STATED TASK A
Rewrite the paragraph of the forum thread beginning "I haven't decided on any names yet" as a short bulleted list that keeps its main facts.

# My little gentlemen



## MissHinasaki (Jul 29, 2009)

I've been really busy packing and running back and forth between my house and my boyfriends house so I haven't had much time to take pictures but my new little buddies are home!

Introducing, my little gentlemen:

I haven't decided on any names yet as I would like to get to know their personalities first. I've noticed that only 2 are siamese and the third is a PEW. He's the shyest one right now and will only eat baby food off of a spoon while the rest like to nom on my fingers (and band-aids). I can tell the other two apart by their personalities. The one who might be named Louie is extremely outgoing and curious. He's such a little clown!










All I had was my camera phone so the pictures aren't the greatest. They were so excited about all the new bedding and kicked it around for about a good hour, rearranging things. Also, I'm not really sure why, but they like to pick up bedding in their mouth and run over and place it in the food bowl and I keep having to take it all out. I filled it all the way to the top and they stopped doing it as much but still do it. ???










This would be "Louie" pretending that he's a shark. He likes to swim around in the bedding. He's too cute! 

I let them hop out of their cage for a little while but every time I made a noise they would hop back in! Every time I take the lid off, Louie will jump up onto their little shelter and poke his head out to see what's going on.

I'll post more pictures later. (They're so hard to take pictures of. They never hold still! ;D )


----------



## Coolspruce (Mar 29, 2009)

I'm finding none of them ever like to cooperate for pictures! Oh well. Love them anyway. Yours are very cute. Sort of like our Mack. Send along more when you can.


----------



## Corpseflower (Jun 12, 2009)

What cutie pies! Sound like quite the characters.


----------



## MissHinasaki (Jul 29, 2009)

It's getting difficult keeping them at my boyfriends house for now but I know it's probably the best place for them at the moment. I keep calling him every few minutes, asking him how they're doing. He keeps sending me videos so if I can figure out how to get them on to youtube I might just do that. I have a video of all 3 of them trying to drink out of the water bottle at one time. Whenever one drinks, the rest have to join him. : They're such silly little guys!

MATERIAL SUPPLIED
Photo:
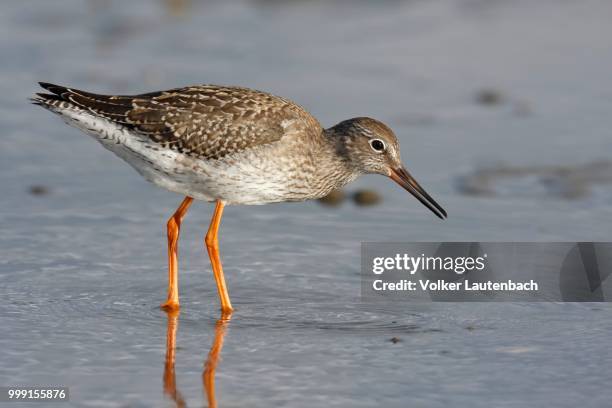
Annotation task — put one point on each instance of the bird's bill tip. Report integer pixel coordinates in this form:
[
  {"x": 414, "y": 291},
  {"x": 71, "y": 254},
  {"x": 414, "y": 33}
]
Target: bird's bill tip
[{"x": 404, "y": 179}]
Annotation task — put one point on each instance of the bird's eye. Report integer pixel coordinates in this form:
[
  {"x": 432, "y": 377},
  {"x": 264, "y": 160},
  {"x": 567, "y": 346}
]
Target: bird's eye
[{"x": 378, "y": 145}]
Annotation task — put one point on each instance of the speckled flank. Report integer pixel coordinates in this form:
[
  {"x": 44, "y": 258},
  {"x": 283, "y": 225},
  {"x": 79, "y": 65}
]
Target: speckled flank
[{"x": 232, "y": 144}]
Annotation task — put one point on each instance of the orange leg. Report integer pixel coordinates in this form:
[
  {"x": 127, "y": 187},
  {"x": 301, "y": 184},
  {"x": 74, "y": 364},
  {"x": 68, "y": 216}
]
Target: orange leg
[
  {"x": 174, "y": 227},
  {"x": 210, "y": 366},
  {"x": 169, "y": 371},
  {"x": 212, "y": 245}
]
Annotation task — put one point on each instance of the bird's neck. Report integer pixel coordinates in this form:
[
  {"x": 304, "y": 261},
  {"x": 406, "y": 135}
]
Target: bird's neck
[{"x": 333, "y": 167}]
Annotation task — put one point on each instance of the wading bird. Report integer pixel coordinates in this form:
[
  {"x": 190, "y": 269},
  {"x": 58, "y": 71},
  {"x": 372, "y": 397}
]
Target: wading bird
[{"x": 230, "y": 145}]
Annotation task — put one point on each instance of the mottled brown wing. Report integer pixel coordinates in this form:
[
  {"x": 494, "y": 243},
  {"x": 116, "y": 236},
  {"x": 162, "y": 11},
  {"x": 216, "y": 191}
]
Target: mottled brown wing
[{"x": 207, "y": 121}]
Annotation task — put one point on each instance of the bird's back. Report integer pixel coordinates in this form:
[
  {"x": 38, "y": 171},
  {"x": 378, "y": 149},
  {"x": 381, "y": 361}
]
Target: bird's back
[{"x": 210, "y": 142}]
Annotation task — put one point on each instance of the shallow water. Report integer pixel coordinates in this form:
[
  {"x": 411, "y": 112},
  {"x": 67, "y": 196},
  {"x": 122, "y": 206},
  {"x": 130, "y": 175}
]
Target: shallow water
[{"x": 82, "y": 267}]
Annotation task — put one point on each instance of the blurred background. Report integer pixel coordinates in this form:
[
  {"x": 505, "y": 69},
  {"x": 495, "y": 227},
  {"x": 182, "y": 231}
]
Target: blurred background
[{"x": 503, "y": 113}]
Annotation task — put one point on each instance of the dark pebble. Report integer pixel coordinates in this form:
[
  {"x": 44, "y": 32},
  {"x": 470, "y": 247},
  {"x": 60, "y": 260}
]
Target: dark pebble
[
  {"x": 489, "y": 97},
  {"x": 366, "y": 198},
  {"x": 333, "y": 199},
  {"x": 38, "y": 190}
]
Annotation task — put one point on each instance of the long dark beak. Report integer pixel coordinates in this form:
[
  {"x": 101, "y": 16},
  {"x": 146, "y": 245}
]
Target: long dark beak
[{"x": 404, "y": 179}]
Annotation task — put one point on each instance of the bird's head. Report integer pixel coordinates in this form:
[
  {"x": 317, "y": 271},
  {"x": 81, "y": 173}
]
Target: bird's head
[{"x": 371, "y": 147}]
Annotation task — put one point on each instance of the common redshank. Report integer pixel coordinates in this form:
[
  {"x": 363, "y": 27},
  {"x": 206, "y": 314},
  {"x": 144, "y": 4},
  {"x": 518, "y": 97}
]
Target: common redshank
[{"x": 230, "y": 145}]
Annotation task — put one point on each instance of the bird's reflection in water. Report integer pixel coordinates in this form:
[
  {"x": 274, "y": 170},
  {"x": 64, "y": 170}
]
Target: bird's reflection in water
[{"x": 210, "y": 365}]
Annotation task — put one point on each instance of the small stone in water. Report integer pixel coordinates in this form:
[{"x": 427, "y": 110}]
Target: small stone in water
[
  {"x": 489, "y": 97},
  {"x": 38, "y": 190},
  {"x": 366, "y": 198},
  {"x": 333, "y": 199}
]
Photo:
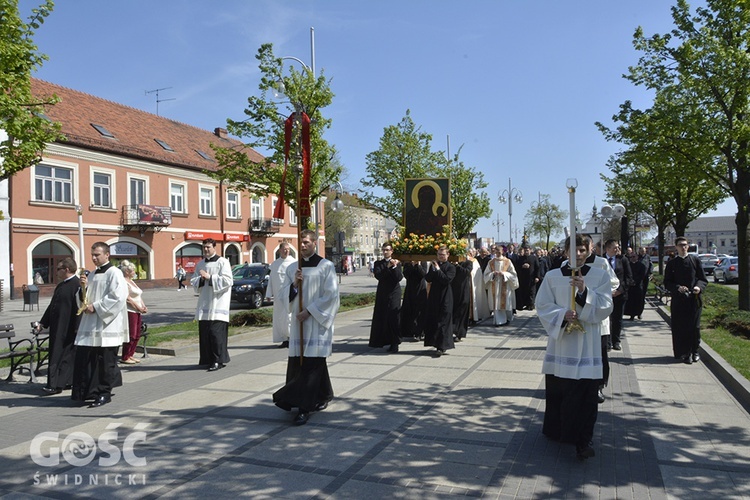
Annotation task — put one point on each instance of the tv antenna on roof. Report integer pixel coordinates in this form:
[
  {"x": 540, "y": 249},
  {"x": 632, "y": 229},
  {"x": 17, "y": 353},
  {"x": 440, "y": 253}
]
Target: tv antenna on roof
[{"x": 156, "y": 91}]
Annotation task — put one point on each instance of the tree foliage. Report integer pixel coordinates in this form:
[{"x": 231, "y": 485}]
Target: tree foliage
[
  {"x": 545, "y": 219},
  {"x": 22, "y": 114},
  {"x": 700, "y": 71},
  {"x": 405, "y": 153},
  {"x": 264, "y": 130}
]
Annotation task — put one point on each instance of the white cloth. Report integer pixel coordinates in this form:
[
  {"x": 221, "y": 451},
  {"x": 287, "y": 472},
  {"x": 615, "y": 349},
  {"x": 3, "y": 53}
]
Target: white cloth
[
  {"x": 480, "y": 306},
  {"x": 574, "y": 355},
  {"x": 282, "y": 318},
  {"x": 107, "y": 326},
  {"x": 603, "y": 263},
  {"x": 216, "y": 293},
  {"x": 501, "y": 281},
  {"x": 320, "y": 296}
]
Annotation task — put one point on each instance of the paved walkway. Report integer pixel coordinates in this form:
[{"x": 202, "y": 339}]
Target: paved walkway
[{"x": 408, "y": 425}]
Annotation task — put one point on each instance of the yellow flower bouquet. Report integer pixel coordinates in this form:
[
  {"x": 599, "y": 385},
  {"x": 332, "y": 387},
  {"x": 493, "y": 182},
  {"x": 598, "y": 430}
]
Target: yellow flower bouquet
[{"x": 416, "y": 246}]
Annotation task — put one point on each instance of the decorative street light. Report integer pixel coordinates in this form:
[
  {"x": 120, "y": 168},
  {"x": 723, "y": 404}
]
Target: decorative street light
[
  {"x": 508, "y": 195},
  {"x": 497, "y": 223}
]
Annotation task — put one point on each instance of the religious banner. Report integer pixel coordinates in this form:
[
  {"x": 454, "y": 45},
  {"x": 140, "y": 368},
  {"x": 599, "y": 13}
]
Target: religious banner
[{"x": 427, "y": 206}]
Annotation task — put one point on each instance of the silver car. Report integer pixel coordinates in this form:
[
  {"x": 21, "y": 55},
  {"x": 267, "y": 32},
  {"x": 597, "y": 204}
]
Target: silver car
[{"x": 726, "y": 270}]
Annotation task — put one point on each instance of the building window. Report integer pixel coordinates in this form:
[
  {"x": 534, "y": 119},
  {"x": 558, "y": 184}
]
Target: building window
[
  {"x": 177, "y": 198},
  {"x": 256, "y": 208},
  {"x": 53, "y": 184},
  {"x": 102, "y": 190},
  {"x": 137, "y": 191},
  {"x": 233, "y": 206},
  {"x": 45, "y": 257},
  {"x": 207, "y": 201}
]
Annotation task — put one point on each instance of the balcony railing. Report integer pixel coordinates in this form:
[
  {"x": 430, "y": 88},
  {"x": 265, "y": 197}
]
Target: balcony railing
[
  {"x": 264, "y": 226},
  {"x": 143, "y": 217}
]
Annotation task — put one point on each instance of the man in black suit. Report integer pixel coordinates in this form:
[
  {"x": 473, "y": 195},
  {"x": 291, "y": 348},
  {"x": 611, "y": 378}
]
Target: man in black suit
[{"x": 621, "y": 267}]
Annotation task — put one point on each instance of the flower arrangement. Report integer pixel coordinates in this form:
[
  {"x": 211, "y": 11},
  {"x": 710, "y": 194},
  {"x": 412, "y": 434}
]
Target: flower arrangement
[{"x": 423, "y": 244}]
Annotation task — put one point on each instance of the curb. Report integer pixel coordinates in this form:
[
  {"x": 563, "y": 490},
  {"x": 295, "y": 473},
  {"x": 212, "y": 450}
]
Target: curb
[{"x": 735, "y": 383}]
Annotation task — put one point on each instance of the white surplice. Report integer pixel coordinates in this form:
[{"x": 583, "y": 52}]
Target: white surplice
[{"x": 575, "y": 355}]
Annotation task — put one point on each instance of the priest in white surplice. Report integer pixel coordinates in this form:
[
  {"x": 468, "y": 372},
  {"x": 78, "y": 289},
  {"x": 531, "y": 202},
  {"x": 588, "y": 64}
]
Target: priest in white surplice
[
  {"x": 480, "y": 308},
  {"x": 502, "y": 281},
  {"x": 103, "y": 329},
  {"x": 573, "y": 361},
  {"x": 282, "y": 317},
  {"x": 313, "y": 280}
]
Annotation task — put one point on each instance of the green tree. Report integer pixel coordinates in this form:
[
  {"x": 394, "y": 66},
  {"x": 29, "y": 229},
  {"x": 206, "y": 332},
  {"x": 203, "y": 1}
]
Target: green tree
[
  {"x": 263, "y": 128},
  {"x": 545, "y": 218},
  {"x": 662, "y": 173},
  {"x": 405, "y": 152},
  {"x": 703, "y": 63},
  {"x": 22, "y": 114}
]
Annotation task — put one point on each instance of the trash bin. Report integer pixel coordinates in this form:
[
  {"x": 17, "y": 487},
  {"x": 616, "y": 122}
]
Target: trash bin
[{"x": 30, "y": 297}]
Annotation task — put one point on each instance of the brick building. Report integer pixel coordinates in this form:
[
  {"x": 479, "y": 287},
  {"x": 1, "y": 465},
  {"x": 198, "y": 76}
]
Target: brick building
[{"x": 140, "y": 184}]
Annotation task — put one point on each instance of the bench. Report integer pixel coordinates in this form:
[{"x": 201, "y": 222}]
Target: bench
[{"x": 19, "y": 353}]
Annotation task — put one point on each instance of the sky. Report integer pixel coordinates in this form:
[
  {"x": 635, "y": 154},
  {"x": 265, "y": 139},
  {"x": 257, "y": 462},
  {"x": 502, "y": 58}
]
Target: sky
[{"x": 516, "y": 84}]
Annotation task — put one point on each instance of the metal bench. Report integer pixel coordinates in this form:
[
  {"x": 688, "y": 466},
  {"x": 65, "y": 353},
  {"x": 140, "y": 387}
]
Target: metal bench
[{"x": 19, "y": 353}]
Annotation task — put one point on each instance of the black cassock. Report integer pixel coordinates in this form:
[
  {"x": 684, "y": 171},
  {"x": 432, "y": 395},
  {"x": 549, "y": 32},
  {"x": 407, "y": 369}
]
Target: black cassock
[
  {"x": 461, "y": 287},
  {"x": 385, "y": 316},
  {"x": 438, "y": 331},
  {"x": 62, "y": 320},
  {"x": 526, "y": 291},
  {"x": 686, "y": 308},
  {"x": 636, "y": 299},
  {"x": 415, "y": 300}
]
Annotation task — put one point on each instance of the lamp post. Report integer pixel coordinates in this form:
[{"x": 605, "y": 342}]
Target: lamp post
[
  {"x": 497, "y": 223},
  {"x": 508, "y": 195}
]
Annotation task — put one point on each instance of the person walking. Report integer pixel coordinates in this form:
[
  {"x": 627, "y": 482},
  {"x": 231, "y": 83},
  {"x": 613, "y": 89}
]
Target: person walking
[
  {"x": 282, "y": 317},
  {"x": 313, "y": 301},
  {"x": 61, "y": 319},
  {"x": 213, "y": 280},
  {"x": 686, "y": 281},
  {"x": 136, "y": 307},
  {"x": 102, "y": 330}
]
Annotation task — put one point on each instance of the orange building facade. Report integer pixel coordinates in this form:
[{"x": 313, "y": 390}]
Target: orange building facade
[{"x": 137, "y": 182}]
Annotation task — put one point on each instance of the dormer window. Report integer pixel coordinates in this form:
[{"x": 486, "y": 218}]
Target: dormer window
[
  {"x": 204, "y": 155},
  {"x": 163, "y": 144},
  {"x": 103, "y": 130}
]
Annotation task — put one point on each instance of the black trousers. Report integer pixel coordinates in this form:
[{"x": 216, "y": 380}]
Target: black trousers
[{"x": 571, "y": 409}]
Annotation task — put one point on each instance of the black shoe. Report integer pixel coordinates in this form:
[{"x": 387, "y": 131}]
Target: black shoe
[
  {"x": 584, "y": 452},
  {"x": 101, "y": 400}
]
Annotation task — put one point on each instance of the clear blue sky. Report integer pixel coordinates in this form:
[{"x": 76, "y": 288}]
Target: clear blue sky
[{"x": 519, "y": 84}]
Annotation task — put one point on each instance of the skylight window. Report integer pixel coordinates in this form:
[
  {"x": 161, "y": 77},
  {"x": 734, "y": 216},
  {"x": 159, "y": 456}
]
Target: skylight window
[
  {"x": 103, "y": 130},
  {"x": 164, "y": 145}
]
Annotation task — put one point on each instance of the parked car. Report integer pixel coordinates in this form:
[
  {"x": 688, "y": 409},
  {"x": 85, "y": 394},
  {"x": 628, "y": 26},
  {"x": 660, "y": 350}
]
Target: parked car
[
  {"x": 709, "y": 262},
  {"x": 726, "y": 270},
  {"x": 250, "y": 283}
]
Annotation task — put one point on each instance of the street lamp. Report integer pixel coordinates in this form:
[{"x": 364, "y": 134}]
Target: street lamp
[
  {"x": 497, "y": 223},
  {"x": 508, "y": 195}
]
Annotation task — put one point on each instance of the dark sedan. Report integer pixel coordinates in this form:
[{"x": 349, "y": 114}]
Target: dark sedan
[{"x": 250, "y": 283}]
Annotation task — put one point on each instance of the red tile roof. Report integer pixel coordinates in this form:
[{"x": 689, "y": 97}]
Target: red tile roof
[{"x": 135, "y": 131}]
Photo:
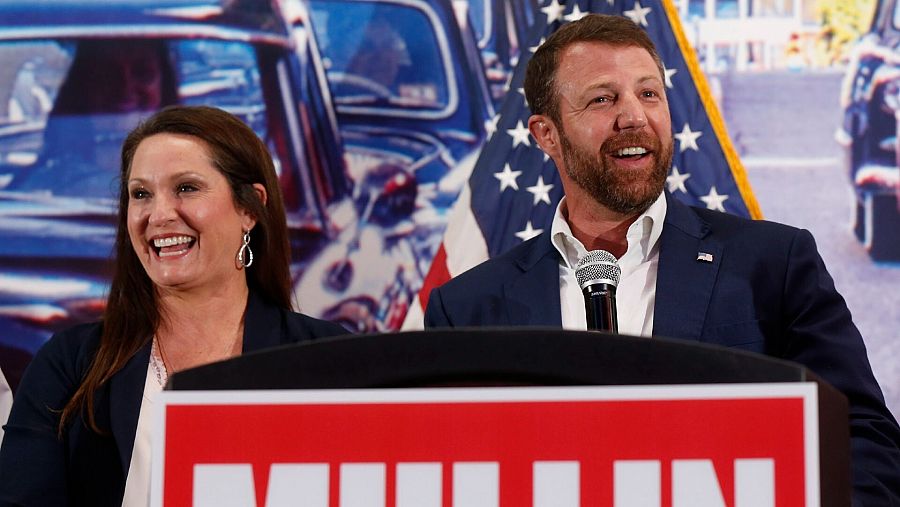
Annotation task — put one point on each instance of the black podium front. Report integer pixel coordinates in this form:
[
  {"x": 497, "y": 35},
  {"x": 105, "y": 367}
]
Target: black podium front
[{"x": 527, "y": 357}]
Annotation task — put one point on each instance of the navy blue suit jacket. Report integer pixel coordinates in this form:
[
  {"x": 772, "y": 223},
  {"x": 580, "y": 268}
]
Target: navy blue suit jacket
[
  {"x": 83, "y": 467},
  {"x": 766, "y": 290}
]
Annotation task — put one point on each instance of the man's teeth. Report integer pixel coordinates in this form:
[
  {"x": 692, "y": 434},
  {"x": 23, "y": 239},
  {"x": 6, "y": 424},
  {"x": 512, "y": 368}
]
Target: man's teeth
[
  {"x": 634, "y": 150},
  {"x": 171, "y": 241}
]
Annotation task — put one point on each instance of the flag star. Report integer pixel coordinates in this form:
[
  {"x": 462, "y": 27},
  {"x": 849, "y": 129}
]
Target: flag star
[
  {"x": 669, "y": 73},
  {"x": 553, "y": 11},
  {"x": 524, "y": 98},
  {"x": 541, "y": 191},
  {"x": 519, "y": 134},
  {"x": 575, "y": 15},
  {"x": 688, "y": 139},
  {"x": 713, "y": 200},
  {"x": 528, "y": 232},
  {"x": 639, "y": 14},
  {"x": 539, "y": 44},
  {"x": 508, "y": 177},
  {"x": 676, "y": 180},
  {"x": 490, "y": 126}
]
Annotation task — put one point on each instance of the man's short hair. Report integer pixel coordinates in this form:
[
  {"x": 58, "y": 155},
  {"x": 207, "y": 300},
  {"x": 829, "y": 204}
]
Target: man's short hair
[{"x": 541, "y": 91}]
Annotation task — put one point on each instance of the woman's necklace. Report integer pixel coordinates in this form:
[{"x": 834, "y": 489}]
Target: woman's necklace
[
  {"x": 162, "y": 366},
  {"x": 158, "y": 363}
]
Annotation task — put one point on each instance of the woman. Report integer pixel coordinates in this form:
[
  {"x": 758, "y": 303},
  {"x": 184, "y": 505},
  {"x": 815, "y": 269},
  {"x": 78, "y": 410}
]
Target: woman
[{"x": 201, "y": 275}]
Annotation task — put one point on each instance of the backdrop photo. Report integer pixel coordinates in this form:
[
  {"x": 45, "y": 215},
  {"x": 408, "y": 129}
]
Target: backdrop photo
[{"x": 398, "y": 131}]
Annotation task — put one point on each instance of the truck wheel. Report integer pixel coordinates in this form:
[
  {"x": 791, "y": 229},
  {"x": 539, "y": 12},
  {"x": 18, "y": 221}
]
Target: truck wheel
[{"x": 882, "y": 227}]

STATED TASK B
Identify every line in the rows above that contains the word "sedan", and copy each of those lines.

TASK ANSWER A
- No names are chosen yet; the poster wants to learn their personalities first.
- Two are Siamese and the third is a PEW.
- The PEW is the shyest and will only eat baby food off a spoon.
- The other two nibble on the poster's fingers and band-aids.
- The two others can be told apart by their personalities.
- The one who might be named Louie is very outgoing and curious, a little clown.

TASK ANSWER B
Annotation task — put one point on each instance of the dark sedan. Report integer pixel coordinates in this form:
Target: dark sedan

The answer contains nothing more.